Data supplied:
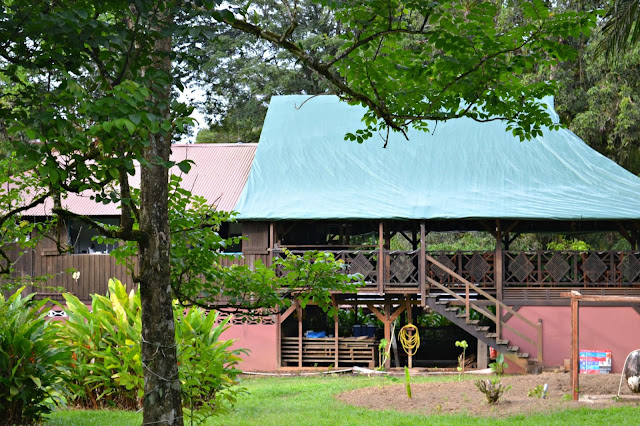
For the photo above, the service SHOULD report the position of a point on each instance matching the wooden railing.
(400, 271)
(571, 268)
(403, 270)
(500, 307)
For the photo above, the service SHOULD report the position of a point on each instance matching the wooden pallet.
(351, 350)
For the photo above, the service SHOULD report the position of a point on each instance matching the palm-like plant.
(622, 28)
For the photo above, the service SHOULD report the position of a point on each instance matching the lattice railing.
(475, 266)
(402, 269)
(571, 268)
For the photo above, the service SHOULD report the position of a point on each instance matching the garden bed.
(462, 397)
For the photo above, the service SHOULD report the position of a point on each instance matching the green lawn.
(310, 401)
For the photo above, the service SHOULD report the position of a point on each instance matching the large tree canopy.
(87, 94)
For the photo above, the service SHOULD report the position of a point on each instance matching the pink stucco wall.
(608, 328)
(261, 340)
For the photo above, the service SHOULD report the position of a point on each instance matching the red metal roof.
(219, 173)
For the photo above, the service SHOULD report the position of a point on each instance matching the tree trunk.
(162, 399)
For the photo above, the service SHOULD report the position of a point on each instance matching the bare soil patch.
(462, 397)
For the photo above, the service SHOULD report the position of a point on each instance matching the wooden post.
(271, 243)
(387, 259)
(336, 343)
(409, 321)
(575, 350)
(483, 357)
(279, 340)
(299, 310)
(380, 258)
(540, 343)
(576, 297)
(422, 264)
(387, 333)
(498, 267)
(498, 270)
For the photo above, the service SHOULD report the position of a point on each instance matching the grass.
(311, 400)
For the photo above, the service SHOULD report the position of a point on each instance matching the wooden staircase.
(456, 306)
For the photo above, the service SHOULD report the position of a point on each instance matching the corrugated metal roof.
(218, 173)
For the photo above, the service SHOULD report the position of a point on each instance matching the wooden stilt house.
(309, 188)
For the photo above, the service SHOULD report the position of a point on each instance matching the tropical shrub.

* * *

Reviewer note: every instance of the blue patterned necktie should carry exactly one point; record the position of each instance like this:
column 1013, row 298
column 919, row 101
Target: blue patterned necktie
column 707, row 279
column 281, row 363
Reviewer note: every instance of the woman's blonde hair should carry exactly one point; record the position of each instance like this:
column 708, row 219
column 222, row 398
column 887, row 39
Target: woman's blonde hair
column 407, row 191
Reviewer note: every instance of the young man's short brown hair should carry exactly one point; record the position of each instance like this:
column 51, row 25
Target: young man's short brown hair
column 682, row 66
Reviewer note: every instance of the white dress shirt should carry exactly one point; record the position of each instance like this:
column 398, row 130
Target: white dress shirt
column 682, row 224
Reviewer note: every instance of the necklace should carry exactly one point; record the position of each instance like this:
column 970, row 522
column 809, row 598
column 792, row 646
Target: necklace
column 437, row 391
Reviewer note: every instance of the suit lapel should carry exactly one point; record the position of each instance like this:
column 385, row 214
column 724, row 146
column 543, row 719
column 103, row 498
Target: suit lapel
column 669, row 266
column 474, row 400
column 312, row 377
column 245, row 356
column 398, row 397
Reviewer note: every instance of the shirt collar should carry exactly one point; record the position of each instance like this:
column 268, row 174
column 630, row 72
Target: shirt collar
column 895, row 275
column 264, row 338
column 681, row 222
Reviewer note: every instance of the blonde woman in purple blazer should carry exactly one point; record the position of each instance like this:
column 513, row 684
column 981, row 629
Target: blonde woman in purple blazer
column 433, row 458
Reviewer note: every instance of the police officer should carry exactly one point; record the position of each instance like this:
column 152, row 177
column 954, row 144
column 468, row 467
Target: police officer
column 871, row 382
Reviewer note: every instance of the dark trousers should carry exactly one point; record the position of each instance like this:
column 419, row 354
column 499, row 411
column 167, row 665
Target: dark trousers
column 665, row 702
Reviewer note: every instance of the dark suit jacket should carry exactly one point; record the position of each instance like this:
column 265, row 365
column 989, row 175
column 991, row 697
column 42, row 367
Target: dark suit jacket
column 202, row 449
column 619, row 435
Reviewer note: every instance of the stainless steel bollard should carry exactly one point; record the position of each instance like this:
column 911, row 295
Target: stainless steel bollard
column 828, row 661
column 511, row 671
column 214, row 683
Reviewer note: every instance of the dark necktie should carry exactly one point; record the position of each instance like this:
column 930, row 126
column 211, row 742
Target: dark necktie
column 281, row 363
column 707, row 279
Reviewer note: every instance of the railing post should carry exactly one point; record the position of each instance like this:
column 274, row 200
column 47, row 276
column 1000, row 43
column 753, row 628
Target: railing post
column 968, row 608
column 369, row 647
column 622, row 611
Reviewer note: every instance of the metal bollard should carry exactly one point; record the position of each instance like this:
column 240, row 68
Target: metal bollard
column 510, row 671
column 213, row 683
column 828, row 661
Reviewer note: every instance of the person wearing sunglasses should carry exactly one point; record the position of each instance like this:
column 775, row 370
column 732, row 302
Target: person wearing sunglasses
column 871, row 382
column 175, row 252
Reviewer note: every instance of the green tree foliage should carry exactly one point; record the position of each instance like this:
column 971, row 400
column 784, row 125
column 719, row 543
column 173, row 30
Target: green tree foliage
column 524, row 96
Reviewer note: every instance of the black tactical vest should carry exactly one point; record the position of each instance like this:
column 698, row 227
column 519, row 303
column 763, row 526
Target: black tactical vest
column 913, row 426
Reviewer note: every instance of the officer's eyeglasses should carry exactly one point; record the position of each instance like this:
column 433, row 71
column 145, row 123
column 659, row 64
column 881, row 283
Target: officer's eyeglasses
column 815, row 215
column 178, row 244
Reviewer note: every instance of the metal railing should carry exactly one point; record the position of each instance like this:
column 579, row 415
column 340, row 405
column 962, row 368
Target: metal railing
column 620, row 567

Problem requirements: Reproduce exactly the section above that begins at the line containing "column 775, row 370" and ends at the line containing "column 763, row 526", leaving out all other lines.

Problem solution:
column 775, row 370
column 732, row 302
Target: person wearing sunglasses
column 871, row 382
column 175, row 252
Reviewer note: every instance of the green tree foliage should carry exactly one point; record the position of each instance like this:
column 971, row 400
column 784, row 125
column 719, row 543
column 173, row 30
Target: green tree foliage
column 524, row 96
Reviewer note: every instance of the black tactical vest should carry exactly one point; record the position of each instance like this:
column 698, row 227
column 519, row 303
column 763, row 526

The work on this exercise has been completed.